#### 文本片段
五四文学革命批判封建旧文学,同时要创造新文学,鲁迅的短篇小说《狂人日记》就是文学革命所创造的最早实绩。1918年5月,《新青年》第四卷第五号上发表《狂人日记》,立刻在思想界、文学界引起了震动。若说用白话写小说,这不是第一篇,例如1917年当时留美的陈衡哲已经发表了《一日》,李劼人更早于1917年在四川发表过几篇白话短篇小说。但只有鲁迅的《狂人日记》才把新文化运动的批判旧道德和提倡新文学两个内涵结合在一起,成为划时代意义的作品,宣告了一个崭新的文学世纪的开始。鲁迅也由于此后在文学创作上的巨大业绩,成了文学革命中影响最大的作家、中国现代文学最重要的奠基人。

鲁迅能够完成这样的历史使命,是经过了长期准备的。

鲁迅(1881—1936)生于封建士大夫家庭,少年时代家道式微,从小康而坠入困顿的过程中深深地领略了世态炎凉,形成了他初始的也是深刻的人生体验,使他从年幼时就深感人世间的生存环境对于自身个体的异己性,从而使他对被挤压在社会边缘的底层人民怀有同情。外婆家在农村,又使他有机会接触到占中国人口大多数的农民。更给予鲁迅深刻印象的,是中国社会底层人民的辛苦麻木,他们虽然艰难困苦地挣扎在生死线上,却大多缺少改变自己命运的期望,任凭社会吞噬。在走投无路的情况下,鲁迅离家到南京求学,在原先所受良好的传统文化熏陶的基础上,进而受到了现代科学文化的教育。那时正是戊戌维新的1898年,他读到了严复译述的赫胥黎的《天演论》。社会进化论所述“物竞天择,适者生存”,使他感到震惊,为自己古老民族面临的亡国灭种的危机而忧虑。同时又相信万物进化是宇宙法则,因而产生不断奋进以求改革社会的激情。1902年鲁迅到日本留学,这时他是一个深沉的爱国者,已经下定“我以我血荐轩辕”的决心。他选择了医学,就因为“知道了日本维新是大半发端于西方医学的事实”,希望用现代医学来“促进了国人对于维新的信仰”[1]。这时正是第一次世界大战的前夜,西方资本主义已经发展得相当成熟,物质文明的高度发达和严重的精神危机并存,现代社会的内在矛盾已经显露。理性精神失落,非理性的各种思潮已发展起来了,由人的发现到人的再发现,从发现人的高贵进而看透人的本性的丑陋与卑琐。所以尼采宣告“上帝死了”,主张彻底破坏偶像。尼采、叔本华、柏格森等的学说风行一时。鲁迅在日本接触到西方新的文化思潮,特别是尼采、施蒂纳尔、克尔凯郭尔等张扬个人、强调意志力的思想,给了痛感国人缺乏人格独立、尊严之觉悟的鲁迅以深深的刺激,他深切地希望中国能够产生具有独异的个性,能够超越俗见因而坚强勇猛的先觉者。

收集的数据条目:
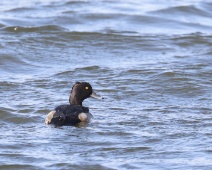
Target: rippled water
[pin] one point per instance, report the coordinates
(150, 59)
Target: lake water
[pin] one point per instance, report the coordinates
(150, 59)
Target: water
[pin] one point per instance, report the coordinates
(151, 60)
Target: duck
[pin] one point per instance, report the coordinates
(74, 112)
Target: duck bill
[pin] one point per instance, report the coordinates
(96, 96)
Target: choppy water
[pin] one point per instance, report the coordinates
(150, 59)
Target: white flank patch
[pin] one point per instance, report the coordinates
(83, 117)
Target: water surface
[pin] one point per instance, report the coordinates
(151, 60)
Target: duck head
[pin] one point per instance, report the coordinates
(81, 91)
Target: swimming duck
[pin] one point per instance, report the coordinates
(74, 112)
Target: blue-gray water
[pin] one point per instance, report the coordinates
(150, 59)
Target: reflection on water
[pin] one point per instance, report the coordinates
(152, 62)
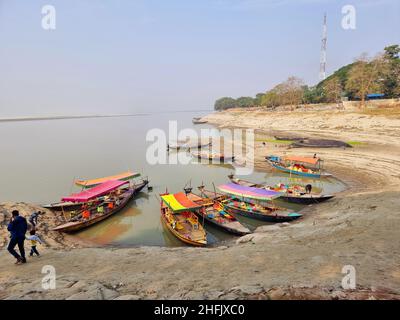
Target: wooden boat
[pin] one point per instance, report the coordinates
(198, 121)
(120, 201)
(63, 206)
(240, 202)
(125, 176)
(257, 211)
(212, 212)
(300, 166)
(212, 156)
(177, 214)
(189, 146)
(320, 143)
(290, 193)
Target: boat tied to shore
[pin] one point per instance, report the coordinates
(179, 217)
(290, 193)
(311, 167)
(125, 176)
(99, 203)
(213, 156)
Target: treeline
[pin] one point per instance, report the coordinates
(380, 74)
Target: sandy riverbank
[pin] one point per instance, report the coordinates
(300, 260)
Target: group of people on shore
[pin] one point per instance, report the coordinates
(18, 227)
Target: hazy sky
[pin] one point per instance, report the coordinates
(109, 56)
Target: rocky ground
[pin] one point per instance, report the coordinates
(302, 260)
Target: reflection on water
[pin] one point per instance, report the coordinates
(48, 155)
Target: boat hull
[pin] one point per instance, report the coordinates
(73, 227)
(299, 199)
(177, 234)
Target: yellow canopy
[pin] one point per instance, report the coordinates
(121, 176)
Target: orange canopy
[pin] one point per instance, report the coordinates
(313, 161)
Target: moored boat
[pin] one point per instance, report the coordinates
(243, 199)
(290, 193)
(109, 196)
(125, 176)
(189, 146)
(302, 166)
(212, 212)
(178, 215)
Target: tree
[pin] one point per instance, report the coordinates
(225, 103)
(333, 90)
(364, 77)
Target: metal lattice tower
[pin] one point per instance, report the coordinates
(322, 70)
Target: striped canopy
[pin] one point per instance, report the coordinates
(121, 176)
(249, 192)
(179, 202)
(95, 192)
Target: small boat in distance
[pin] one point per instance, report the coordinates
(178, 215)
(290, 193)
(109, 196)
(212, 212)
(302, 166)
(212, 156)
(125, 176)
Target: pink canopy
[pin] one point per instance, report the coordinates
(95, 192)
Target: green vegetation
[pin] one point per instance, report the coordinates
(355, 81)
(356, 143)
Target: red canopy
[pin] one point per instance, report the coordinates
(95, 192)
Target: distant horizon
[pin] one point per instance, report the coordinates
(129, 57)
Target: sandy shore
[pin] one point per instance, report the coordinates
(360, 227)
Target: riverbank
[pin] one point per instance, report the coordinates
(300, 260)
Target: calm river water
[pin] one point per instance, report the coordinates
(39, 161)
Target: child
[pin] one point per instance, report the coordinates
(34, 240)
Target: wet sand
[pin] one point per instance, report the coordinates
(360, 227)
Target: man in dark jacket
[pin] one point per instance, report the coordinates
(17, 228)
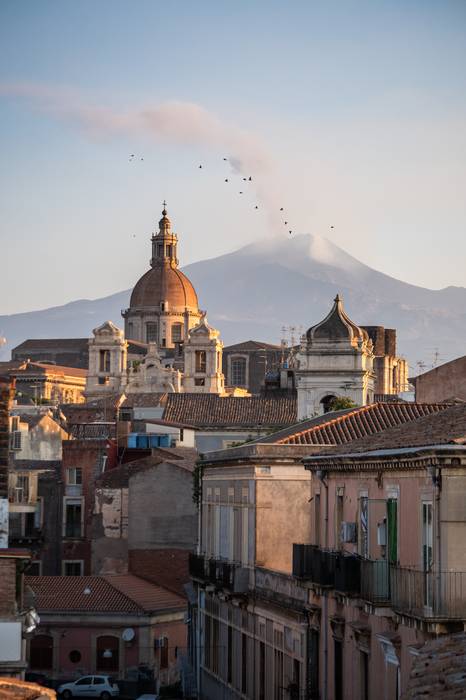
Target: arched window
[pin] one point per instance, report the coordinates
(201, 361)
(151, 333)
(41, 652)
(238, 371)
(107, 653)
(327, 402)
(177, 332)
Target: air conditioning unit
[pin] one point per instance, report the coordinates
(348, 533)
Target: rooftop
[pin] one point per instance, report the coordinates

#### 练习任务
a – 请改写文本片段中从“鲁迅(1881—1936)生”开始、到“越俗见因而坚强勇猛的先觉者。”结束的部分，把其中的“南京”换成“金陵”。
b – 根据文本片段，鲁迅哪一年到日本留学？
上面的数据与文本片段无关，是另一份材料。

#### 各题答案
a –
鲁迅(1881—1936)生于封建士大夫家庭,少年时代家道式微,从小康而坠入困顿的过程中深深地领略了世态炎凉,形成了他初始的也是深刻的人生体验,使他从年幼时就深感人世间的生存环境对于自身个体的异己性,从而使他对被挤压在社会边缘的底层人民怀有同情。外婆家在农村,又使他有机会接触到占中国人口大多数的农民。更给予鲁迅深刻印象的,是中国社会底层人民的辛苦麻木,他们虽然艰难困苦地挣扎在生死线上,却大多缺少改变自己命运的期望,任凭社会吞噬。在走投无路的情况下,鲁迅离家到金陵求学,在原先所受良好的传统文化熏陶的基础上,进而受到了现代科学文化的教育。那时正是戊戌维新的1898年,他读到了严复译述的赫胥黎的《天演论》。社会进化论所述“物竞天择,适者生存”,使他感到震惊,为自己古老民族面临的亡国灭种的危机而忧虑。同时又相信万物进化是宇宙法则,因而产生不断奋进以求改革社会的激情。1902年鲁迅到日本留学,这时他是一个深沉的爱国者,已经下定“我以我血荐轩辕”的决心。他选择了医学,就因为“知道了日本维新是大半发端于西方医学的事实”,希望用现代医学来“促进了国人对于维新的信仰”[1]。这时正是第一次世界大战的前夜,西方资本主义已经发展得相当成熟,物质文明的高度发达和严重的精神危机并存,现代社会的内在矛盾已经显露。理性精神失落,非理性的各种思潮已发展起来了,由人的发现到人的再发现,从发现人的高贵进而看透人的本性的丑陋与卑琐。所以尼采宣告“上帝死了”,主张彻底破坏偶像。尼采、叔本华、柏格森等的学说风行一时。鲁迅在日本接触到西方新的文化思潮,特别是尼采、施蒂纳尔、克尔凯郭尔等张扬个人、强调意志力的思想,给了痛感国人缺乏人格独立、尊严之觉悟的鲁迅以深深的刺激,他深切地希望中国能够产生具有独异的个性,能够超越俗见因而坚强勇猛的先觉者。

b – 1902年。